• _Task brief_:
Please retype the line that contains "of the fingernail." and all lines that follow it to the end of the entries below, exactly as they stand, with nothing added.

(Information shown begins)

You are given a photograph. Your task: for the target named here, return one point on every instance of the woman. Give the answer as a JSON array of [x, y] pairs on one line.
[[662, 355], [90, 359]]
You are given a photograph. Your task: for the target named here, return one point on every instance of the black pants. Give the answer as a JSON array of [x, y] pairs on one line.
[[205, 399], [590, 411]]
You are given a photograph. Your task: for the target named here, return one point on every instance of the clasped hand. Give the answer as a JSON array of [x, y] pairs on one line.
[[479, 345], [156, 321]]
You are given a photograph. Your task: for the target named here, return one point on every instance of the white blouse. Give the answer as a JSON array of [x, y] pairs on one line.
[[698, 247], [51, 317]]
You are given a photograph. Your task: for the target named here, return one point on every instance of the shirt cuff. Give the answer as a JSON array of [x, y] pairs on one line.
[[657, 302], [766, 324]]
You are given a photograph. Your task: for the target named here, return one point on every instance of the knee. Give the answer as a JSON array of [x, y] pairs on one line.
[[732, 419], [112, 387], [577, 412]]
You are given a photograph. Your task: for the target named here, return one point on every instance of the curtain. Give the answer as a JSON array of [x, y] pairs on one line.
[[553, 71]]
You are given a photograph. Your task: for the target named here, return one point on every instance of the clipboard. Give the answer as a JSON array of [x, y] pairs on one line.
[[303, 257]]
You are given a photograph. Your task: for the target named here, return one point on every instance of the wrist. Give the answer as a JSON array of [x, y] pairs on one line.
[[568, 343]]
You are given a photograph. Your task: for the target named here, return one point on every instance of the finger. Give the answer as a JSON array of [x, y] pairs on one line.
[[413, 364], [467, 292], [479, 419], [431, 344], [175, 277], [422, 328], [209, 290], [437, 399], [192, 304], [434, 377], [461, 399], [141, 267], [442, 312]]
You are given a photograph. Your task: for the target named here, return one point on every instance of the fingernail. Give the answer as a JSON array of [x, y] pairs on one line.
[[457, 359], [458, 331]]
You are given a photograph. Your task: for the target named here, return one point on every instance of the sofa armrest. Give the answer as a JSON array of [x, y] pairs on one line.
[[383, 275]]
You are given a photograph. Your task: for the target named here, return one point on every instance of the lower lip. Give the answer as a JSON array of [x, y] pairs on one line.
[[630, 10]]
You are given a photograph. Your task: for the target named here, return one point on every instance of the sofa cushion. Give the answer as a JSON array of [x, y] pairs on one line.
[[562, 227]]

(Information shown ends)

• _Result for this exercise_:
You are given a photograph. Your task: for the target named here, return one point on every instance of the fingernail. Give the answer as a JSON array of [x, y] pairs on one line.
[[457, 359], [458, 331]]
You are given a photograph. Your task: for the target named here, return one point on every instance of the sofa armrest. Give the answer as a JSON array of [x, y] pairs on one line.
[[383, 275]]
You are given a photograph. Your task: for the target named here, return one point on every instance of the lower lip. Give the answer as a JSON array of [x, y] pairs on one line.
[[630, 10]]
You are given a photograph. Your task: for the target named here, return one point on every instance of the sofa cushion. Give the answer as a JSON array of [x, y] pairs on one line.
[[562, 227]]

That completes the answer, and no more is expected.